• [SHORT EXERCISE]: Turn the lines below, from the line holding "query: the noun phrase to segment: mown" through the line holding "M 71 121 L 33", inclusive, into a JSON list of strings. Use one string per line and skip any blank lines.

• [DATA LISTING]:
== == ==

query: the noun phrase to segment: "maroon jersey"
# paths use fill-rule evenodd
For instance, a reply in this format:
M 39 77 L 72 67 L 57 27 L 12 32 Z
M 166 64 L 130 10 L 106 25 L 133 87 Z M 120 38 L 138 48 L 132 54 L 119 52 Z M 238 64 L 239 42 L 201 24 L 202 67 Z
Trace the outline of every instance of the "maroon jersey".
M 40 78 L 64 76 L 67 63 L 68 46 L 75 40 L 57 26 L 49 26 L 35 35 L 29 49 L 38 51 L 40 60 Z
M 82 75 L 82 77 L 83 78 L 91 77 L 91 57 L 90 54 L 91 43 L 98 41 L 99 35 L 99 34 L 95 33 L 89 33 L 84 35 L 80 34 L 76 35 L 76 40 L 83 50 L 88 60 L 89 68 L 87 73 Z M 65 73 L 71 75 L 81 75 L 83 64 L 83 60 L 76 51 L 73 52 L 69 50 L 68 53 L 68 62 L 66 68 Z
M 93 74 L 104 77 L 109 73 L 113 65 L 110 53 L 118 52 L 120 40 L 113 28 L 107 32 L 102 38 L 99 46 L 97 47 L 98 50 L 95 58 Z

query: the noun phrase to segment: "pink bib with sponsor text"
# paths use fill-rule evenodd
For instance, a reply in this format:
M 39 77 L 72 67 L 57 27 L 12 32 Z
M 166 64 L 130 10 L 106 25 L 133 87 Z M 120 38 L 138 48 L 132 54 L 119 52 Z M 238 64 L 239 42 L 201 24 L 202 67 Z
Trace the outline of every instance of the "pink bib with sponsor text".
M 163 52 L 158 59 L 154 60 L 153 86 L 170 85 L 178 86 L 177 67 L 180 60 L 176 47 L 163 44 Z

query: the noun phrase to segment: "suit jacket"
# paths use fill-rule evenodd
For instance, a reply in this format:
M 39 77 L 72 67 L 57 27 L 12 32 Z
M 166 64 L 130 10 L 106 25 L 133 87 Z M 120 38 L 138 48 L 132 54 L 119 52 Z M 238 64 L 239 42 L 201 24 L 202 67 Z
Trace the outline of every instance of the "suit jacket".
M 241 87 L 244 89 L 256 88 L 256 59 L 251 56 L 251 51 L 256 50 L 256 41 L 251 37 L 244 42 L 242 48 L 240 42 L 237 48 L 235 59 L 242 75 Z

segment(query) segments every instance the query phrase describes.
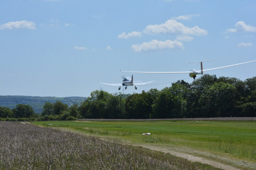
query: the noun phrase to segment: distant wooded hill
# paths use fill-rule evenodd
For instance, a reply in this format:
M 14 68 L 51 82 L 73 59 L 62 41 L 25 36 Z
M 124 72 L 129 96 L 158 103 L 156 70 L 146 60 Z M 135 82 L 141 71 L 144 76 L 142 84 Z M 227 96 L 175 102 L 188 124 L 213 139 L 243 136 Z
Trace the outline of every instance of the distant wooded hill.
M 45 102 L 55 103 L 60 101 L 70 107 L 75 103 L 78 104 L 84 102 L 87 97 L 39 97 L 24 96 L 0 96 L 0 106 L 7 107 L 11 109 L 15 108 L 17 104 L 29 104 L 36 113 L 41 113 Z

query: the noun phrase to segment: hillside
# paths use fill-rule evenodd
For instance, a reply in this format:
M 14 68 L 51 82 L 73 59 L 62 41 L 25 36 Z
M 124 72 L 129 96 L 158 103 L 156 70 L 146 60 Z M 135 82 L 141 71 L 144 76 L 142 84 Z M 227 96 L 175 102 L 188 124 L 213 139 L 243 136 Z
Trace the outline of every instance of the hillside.
M 57 100 L 66 104 L 70 106 L 74 103 L 84 102 L 86 97 L 39 97 L 24 96 L 0 96 L 0 106 L 12 109 L 17 104 L 29 104 L 36 113 L 41 113 L 43 106 L 45 102 L 54 103 Z

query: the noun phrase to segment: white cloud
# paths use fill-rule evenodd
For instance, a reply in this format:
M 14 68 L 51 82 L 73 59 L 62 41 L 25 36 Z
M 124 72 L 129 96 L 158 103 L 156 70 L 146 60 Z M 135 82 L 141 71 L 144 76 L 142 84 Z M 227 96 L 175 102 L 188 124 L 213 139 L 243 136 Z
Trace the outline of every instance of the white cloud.
M 162 41 L 153 39 L 149 42 L 144 42 L 141 44 L 132 44 L 131 48 L 134 52 L 138 52 L 167 48 L 183 49 L 184 47 L 181 42 L 176 40 L 172 41 L 167 40 L 165 41 Z
M 188 35 L 178 36 L 176 38 L 176 39 L 181 41 L 192 41 L 194 38 Z
M 200 15 L 198 14 L 194 15 L 180 15 L 178 17 L 173 17 L 171 18 L 173 19 L 181 19 L 183 20 L 189 20 L 191 19 L 192 17 L 200 17 Z
M 31 21 L 24 20 L 20 21 L 10 22 L 0 26 L 0 29 L 20 28 L 27 28 L 34 30 L 36 29 L 36 24 Z
M 244 21 L 238 21 L 235 25 L 235 28 L 228 28 L 226 32 L 235 32 L 238 31 L 256 32 L 256 27 L 246 24 Z
M 127 34 L 124 32 L 117 36 L 117 38 L 120 39 L 127 39 L 132 37 L 140 37 L 141 36 L 141 33 L 140 32 L 133 31 L 132 32 L 129 32 Z
M 143 32 L 147 34 L 180 33 L 196 35 L 205 35 L 208 33 L 206 30 L 200 28 L 198 26 L 189 27 L 172 19 L 167 20 L 160 25 L 148 25 Z
M 250 46 L 252 45 L 252 43 L 244 43 L 241 42 L 240 43 L 238 44 L 237 45 L 237 46 Z
M 74 47 L 74 49 L 76 49 L 76 50 L 85 50 L 87 49 L 86 47 L 83 47 L 83 46 L 76 46 Z

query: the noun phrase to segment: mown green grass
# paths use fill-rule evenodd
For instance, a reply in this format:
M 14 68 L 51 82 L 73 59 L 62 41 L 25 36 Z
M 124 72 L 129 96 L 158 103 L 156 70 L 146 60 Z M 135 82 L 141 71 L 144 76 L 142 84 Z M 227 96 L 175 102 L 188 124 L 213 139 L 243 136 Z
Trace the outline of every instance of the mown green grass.
M 71 121 L 33 122 L 138 143 L 188 147 L 256 160 L 256 122 L 245 121 Z M 49 125 L 52 124 L 52 125 Z M 88 129 L 84 129 L 88 128 Z M 142 136 L 143 133 L 151 135 Z

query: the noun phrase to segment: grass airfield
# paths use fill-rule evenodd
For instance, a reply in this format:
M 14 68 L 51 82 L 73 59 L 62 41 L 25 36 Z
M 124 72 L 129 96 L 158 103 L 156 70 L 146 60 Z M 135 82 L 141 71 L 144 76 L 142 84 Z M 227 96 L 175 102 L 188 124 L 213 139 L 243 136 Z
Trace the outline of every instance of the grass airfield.
M 183 156 L 185 158 L 186 155 L 192 155 L 239 169 L 256 169 L 255 121 L 93 121 L 31 123 L 106 139 L 115 139 L 120 142 L 142 146 L 178 156 L 179 154 L 185 155 Z M 150 133 L 151 135 L 142 135 L 144 133 Z M 196 160 L 191 160 L 196 161 Z

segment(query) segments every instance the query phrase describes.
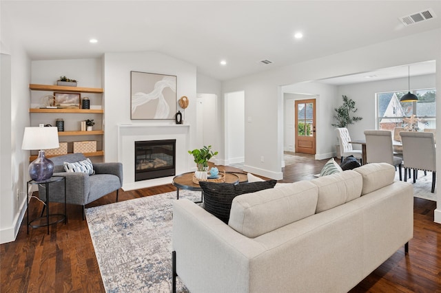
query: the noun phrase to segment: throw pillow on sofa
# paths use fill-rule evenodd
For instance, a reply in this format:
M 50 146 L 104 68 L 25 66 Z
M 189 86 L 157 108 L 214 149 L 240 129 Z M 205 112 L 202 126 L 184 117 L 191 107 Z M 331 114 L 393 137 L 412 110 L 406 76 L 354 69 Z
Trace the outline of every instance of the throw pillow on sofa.
M 76 162 L 74 163 L 64 162 L 64 170 L 66 172 L 82 172 L 89 175 L 94 175 L 95 171 L 90 159 L 83 161 Z
M 340 164 L 340 166 L 343 171 L 355 169 L 360 166 L 360 163 L 357 161 L 357 159 L 353 158 L 353 155 L 346 157 Z
M 338 164 L 334 161 L 334 158 L 329 160 L 323 166 L 320 173 L 320 177 L 331 175 L 338 172 L 342 172 L 343 170 L 338 166 Z
M 204 193 L 204 208 L 228 224 L 233 199 L 238 195 L 272 188 L 277 180 L 232 184 L 205 181 L 199 182 Z

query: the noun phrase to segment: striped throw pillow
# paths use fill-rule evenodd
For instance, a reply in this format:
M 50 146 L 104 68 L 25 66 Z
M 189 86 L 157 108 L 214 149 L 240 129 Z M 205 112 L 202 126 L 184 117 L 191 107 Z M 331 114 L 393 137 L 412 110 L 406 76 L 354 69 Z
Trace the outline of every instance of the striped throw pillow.
M 64 170 L 66 172 L 81 172 L 89 175 L 94 175 L 95 171 L 94 166 L 90 162 L 90 159 L 86 159 L 84 161 L 76 162 L 74 163 L 64 162 Z

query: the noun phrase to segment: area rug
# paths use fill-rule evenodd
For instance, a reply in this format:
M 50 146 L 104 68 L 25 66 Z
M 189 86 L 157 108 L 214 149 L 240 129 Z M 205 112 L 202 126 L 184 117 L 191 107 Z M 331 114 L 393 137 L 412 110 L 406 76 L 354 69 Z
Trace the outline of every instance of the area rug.
M 196 202 L 201 193 L 181 190 L 179 197 Z M 106 292 L 172 292 L 174 200 L 171 192 L 85 210 Z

== == ==

• [SOLUTION TO THE EXERCISE]:
[
  "query: the noun phrase to segment: mown green grass",
  "# paths use fill-rule evenodd",
  "For instance, a reply in this format:",
  "M 14 68 L 51 82 L 73 59 L 62 41 L 25 36 Z",
  "M 124 72 L 129 96 L 158 103 L 156 70 L 146 60 Z M 135 82 L 141 71 L 144 76 L 142 84 Z M 227 96 L 175 102 L 188 124 L 213 139 L 243 136 Z",
  "Trace the outline of every instance of the mown green grass.",
  "M 71 121 L 33 122 L 138 143 L 188 147 L 256 160 L 256 122 L 245 121 Z M 49 125 L 52 124 L 52 125 Z M 88 129 L 84 129 L 88 128 Z M 142 136 L 143 133 L 151 135 Z"
]